Written request — Please format the items below as a JSON list of strings, with one string per line and no blank lines. Leave the pictures out.

Available data —
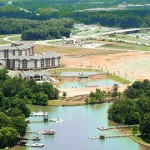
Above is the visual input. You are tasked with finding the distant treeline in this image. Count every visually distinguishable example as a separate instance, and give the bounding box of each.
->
[0,18,73,40]
[13,0,149,10]
[0,6,150,29]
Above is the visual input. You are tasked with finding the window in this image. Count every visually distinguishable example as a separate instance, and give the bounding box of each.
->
[22,59,27,69]
[52,58,55,67]
[4,50,9,58]
[34,59,37,68]
[46,58,50,68]
[12,50,15,56]
[19,50,22,56]
[6,59,10,69]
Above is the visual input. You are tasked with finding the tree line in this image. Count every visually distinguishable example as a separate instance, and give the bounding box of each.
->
[108,80,150,136]
[0,18,73,40]
[0,6,150,29]
[0,69,59,148]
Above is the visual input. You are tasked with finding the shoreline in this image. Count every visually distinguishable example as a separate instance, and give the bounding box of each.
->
[131,136,150,148]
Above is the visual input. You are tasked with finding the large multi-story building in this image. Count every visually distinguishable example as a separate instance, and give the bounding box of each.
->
[0,42,61,70]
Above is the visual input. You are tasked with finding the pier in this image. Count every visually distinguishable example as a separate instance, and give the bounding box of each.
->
[97,125,135,131]
[88,134,132,140]
[26,118,64,123]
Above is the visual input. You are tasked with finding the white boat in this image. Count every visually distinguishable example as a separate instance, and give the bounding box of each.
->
[42,129,55,135]
[25,143,44,147]
[78,72,89,78]
[88,136,97,139]
[51,118,64,122]
[30,111,47,116]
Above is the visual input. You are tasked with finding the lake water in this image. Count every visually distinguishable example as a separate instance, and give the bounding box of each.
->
[60,71,98,77]
[15,103,149,150]
[59,79,121,88]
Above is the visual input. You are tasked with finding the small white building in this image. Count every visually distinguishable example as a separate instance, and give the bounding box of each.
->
[0,42,61,70]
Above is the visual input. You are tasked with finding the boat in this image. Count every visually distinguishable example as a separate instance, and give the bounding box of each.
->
[88,136,97,139]
[30,111,47,116]
[32,136,41,141]
[51,118,64,122]
[25,143,44,147]
[78,72,89,78]
[42,129,55,135]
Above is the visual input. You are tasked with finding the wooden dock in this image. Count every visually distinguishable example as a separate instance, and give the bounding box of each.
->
[26,119,64,123]
[88,134,132,140]
[97,125,134,131]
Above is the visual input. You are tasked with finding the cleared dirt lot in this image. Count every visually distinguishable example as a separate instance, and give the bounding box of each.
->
[35,45,150,80]
[36,45,150,97]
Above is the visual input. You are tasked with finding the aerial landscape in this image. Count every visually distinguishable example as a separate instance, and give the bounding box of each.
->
[0,0,150,150]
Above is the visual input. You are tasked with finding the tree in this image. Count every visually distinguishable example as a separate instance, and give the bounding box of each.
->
[62,91,67,98]
[0,127,18,148]
[139,113,150,136]
[11,116,27,136]
[7,108,23,117]
[111,84,119,98]
[32,92,48,106]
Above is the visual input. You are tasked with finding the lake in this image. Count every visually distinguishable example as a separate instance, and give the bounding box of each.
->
[59,79,121,88]
[15,103,149,150]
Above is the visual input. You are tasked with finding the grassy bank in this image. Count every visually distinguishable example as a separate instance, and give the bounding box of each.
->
[107,74,131,85]
[50,68,104,76]
[48,100,86,106]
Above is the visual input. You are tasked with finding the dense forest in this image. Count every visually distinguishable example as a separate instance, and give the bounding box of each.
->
[0,6,150,32]
[10,0,149,11]
[0,18,73,40]
[108,80,150,136]
[0,69,59,148]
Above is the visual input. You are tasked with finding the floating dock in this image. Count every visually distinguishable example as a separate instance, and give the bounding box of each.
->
[26,118,64,123]
[88,134,132,140]
[97,125,135,131]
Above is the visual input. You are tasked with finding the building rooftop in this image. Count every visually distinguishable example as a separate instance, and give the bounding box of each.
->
[0,41,33,51]
[20,71,50,78]
[9,52,61,60]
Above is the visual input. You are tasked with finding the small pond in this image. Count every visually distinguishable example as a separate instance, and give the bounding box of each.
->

Task response —
[
  "Above is the visual input. You are tasked with finding the distant treeline in this image. Count every visually distinguishable example as a separate instance, and give the bounding box of each.",
  "->",
  "[0,18,73,40]",
  "[13,0,149,10]",
  "[0,6,150,29]",
  "Above is the visual input. You are tasked with finding the window in this image. Count every visually distinguishable example as a separate instance, and give the bounding box of each.",
  "->",
  "[22,59,27,69]",
  "[52,58,55,67]",
  "[4,50,9,58]",
  "[34,59,37,68]",
  "[46,58,50,68]",
  "[12,50,15,56]",
  "[19,50,22,56]",
  "[6,59,10,69]",
  "Above is the visual input. You are tasked with finding the tree line in this image. Count every visually distinguishable example as a separate instance, and give the bounding box of each.",
  "->",
  "[108,80,150,136]",
  "[0,18,73,40]",
  "[0,6,150,29]",
  "[0,69,59,148]",
  "Above is the visual input. You are tasked with finding the shoreline in this image. Count every visually distinguishable example as a separate instance, and give the bounding box of each.",
  "->",
  "[131,136,150,148]",
  "Above is the visual input. You are tasked with finding the large multi-story building in this image. Count every visually distinguishable example as a separate instance, and give the bounding box of each.",
  "->",
  "[0,42,61,70]",
  "Above is the visual input. You are tasked with finding the pier in this image. Count every visually distinguishable example as a separate instance, and give the bounding box of each.",
  "->",
  "[97,125,135,131]",
  "[88,134,132,140]",
  "[26,118,64,123]",
  "Above is the visual input. You are tasked with finding the white boat in this image. Count every visually distinguishable example as a separate instance, and give the bounding box of each.",
  "->",
  "[42,129,55,135]",
  "[25,143,44,147]",
  "[78,72,89,78]",
  "[88,136,97,139]",
  "[51,118,64,122]",
  "[30,111,47,116]",
  "Above is the visual input. You are tasked with finding the lake water in this image. Count every visually distinguishable example as a separate instance, and give the bounding box of each.",
  "->",
  "[60,71,98,77]",
  "[15,103,149,150]",
  "[59,79,121,88]",
  "Above is the visual input. You are tasked with finding the small white building in this image. Count every visually distinguishable example as a separate instance, and give the bounding box of each.",
  "->",
  "[0,42,61,70]",
  "Above is the visual input. You are tasked with finding the boat in this image. Count every visually distinguishable example as a separate instance, and give the bounding box of each.",
  "->",
  "[88,136,97,139]",
  "[30,111,47,116]",
  "[32,136,41,141]",
  "[51,118,64,122]",
  "[25,143,44,147]",
  "[78,72,89,78]",
  "[42,129,55,135]",
  "Above is the visual input. You are tasked with finding the wooden dock in this image. Count every visually distinguishable example as a separate instance, and give the bounding box of each.",
  "->",
  "[26,119,64,123]",
  "[88,134,132,140]",
  "[97,125,134,131]",
  "Above is the visual input. You are tasked with finding the cleared dirt lot in this image. Count every visually distinguishable example as a separate instance, and give the bounding box of each.",
  "->",
  "[35,45,150,80]",
  "[36,45,150,97]",
  "Above is the visual input. You are tasked with finding the aerial landscape in this image. Count every visually distinguishable example as a separate instance, and give the bounding box of each.",
  "->",
  "[0,0,150,150]",
  "Above is the visual input. You are tasked with finding the tree in this image. Count every visually distinguishable example as a separate instance, and give the bounding box of each.",
  "->",
  "[62,91,67,98]",
  "[0,127,18,148]",
  "[139,113,150,136]",
  "[11,116,27,136]",
  "[7,108,23,117]",
  "[111,84,119,98]",
  "[32,92,48,106]",
  "Above is the visual input. You are tasked with finding the lake in this image. Count every visually distinguishable example as a separate instance, and give the bounding box of each.",
  "->",
  "[59,79,121,88]",
  "[15,103,149,150]",
  "Above is the visual input. You are tasked with finding the grassy bank in this image. Count every visually distinguishable example as a separate instance, and give the bounding box of each.",
  "->",
  "[107,74,131,85]",
  "[50,68,104,76]",
  "[48,100,86,106]",
  "Above is the visual input. You are tasked with finding the dense forest in this image. Count every visually distinguishable example as a separate instance, and give the bounding box of each.",
  "->",
  "[0,6,150,32]",
  "[10,0,149,11]",
  "[0,18,73,40]",
  "[108,80,150,136]",
  "[0,69,59,148]",
  "Above is the visual input. You are tasked with finding the floating dock in this image. Count every visually distinguishable example as a separate instance, and give the bounding box of each.",
  "->",
  "[26,118,64,123]",
  "[88,134,132,140]",
  "[97,125,135,131]",
  "Above is the visual input. You are tasked with finding the building rooftop in this image. Count every visually distinguishable example as a separate instance, and give the bounding box of each.",
  "->",
  "[0,41,33,51]",
  "[20,71,50,78]",
  "[9,52,61,60]",
  "Above is the visual input. You are tasked with finding the small pond in this image. Count every visually distinguishable example as a separate instance, and give the bounding box of each.",
  "->"
]